- [Required work] Every entry that appears below is to be output exactly.

- [Dataset content]
-- Opening Marker --
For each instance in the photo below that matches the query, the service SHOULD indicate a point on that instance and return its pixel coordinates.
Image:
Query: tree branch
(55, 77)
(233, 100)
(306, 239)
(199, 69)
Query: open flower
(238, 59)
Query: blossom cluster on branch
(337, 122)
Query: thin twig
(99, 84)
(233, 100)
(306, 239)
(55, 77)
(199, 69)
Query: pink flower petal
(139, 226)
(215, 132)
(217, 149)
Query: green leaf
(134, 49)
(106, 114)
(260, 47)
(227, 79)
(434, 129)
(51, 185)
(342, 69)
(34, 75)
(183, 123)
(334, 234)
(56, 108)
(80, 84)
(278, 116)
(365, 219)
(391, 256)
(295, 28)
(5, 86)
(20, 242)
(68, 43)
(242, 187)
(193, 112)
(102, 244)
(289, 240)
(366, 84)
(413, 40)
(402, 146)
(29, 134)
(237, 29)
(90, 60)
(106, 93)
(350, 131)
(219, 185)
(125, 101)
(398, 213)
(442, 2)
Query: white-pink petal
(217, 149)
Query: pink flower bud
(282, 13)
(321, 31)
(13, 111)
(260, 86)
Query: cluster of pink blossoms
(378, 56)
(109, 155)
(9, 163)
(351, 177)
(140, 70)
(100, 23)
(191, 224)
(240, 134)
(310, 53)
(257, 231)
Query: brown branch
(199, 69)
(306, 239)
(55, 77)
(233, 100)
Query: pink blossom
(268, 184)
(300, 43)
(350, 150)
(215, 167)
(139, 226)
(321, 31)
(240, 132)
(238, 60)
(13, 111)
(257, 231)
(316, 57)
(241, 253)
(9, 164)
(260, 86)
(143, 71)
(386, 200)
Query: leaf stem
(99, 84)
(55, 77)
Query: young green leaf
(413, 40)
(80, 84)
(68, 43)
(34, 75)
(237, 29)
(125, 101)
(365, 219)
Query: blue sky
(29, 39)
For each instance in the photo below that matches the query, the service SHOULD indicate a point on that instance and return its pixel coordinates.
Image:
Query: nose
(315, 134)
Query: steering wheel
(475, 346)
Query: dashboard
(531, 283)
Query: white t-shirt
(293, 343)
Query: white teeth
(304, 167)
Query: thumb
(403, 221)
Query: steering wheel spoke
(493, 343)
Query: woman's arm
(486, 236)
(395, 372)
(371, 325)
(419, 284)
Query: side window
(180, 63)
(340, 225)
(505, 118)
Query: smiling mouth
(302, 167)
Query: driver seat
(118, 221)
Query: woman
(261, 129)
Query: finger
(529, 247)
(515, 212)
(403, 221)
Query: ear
-- Closing Marker --
- [Reply]
For each instance in the photo below that matches the query, the service SHOULD indicate a point on that instance and return its pixel coordinates.
Image:
Query: tree branch
(55, 77)
(233, 100)
(306, 239)
(199, 69)
Query: open flower
(238, 59)
Query: blossom cluster on branch
(337, 122)
Query: thin twig
(99, 84)
(233, 100)
(306, 239)
(55, 77)
(199, 69)
Query: pink flower petal
(139, 226)
(215, 132)
(217, 149)
Query: green leaf
(134, 49)
(106, 114)
(260, 47)
(227, 79)
(434, 129)
(51, 185)
(342, 69)
(34, 75)
(183, 123)
(334, 234)
(56, 108)
(80, 84)
(278, 116)
(365, 219)
(391, 256)
(295, 28)
(5, 86)
(20, 242)
(68, 43)
(242, 187)
(193, 112)
(102, 244)
(289, 240)
(366, 84)
(413, 40)
(402, 146)
(29, 134)
(237, 29)
(90, 60)
(106, 93)
(350, 131)
(219, 185)
(125, 101)
(398, 213)
(442, 2)
Query: white-pink petal
(217, 149)
Query: pink flower bud
(282, 13)
(321, 31)
(13, 111)
(260, 86)
Query: cluster of pink blossoms
(378, 56)
(109, 155)
(9, 163)
(351, 177)
(140, 70)
(100, 23)
(191, 224)
(240, 134)
(310, 53)
(257, 231)
Query: brown branch
(199, 69)
(306, 239)
(55, 77)
(233, 100)
Query: pink blossom
(268, 184)
(300, 43)
(350, 150)
(215, 167)
(139, 226)
(321, 31)
(240, 132)
(238, 60)
(13, 111)
(257, 231)
(316, 57)
(241, 253)
(9, 164)
(260, 86)
(143, 71)
(386, 200)
Query: leaf stem
(99, 84)
(55, 77)
Query: young green leaf
(413, 40)
(80, 84)
(68, 43)
(34, 75)
(237, 29)
(125, 101)
(365, 219)
Query: blue sky
(29, 39)
For each instance in the photo below that matches the query, the service SHOULD indicate a point on that instance and return its pixel coordinates.
Image:
Query: nose
(315, 134)
Query: steering wheel
(475, 346)
Query: dashboard
(531, 283)
Query: white t-shirt
(293, 343)
Query: white teeth
(304, 167)
Query: thumb
(403, 221)
Query: steering wheel spoke
(493, 343)
Query: woman's arm
(486, 236)
(395, 372)
(371, 325)
(419, 284)
Query: side window
(180, 63)
(340, 225)
(505, 118)
Query: smiling mouth
(302, 167)
Query: driver seat
(118, 221)
Query: woman
(261, 129)
Query: finger
(529, 247)
(515, 212)
(403, 221)
Query: ear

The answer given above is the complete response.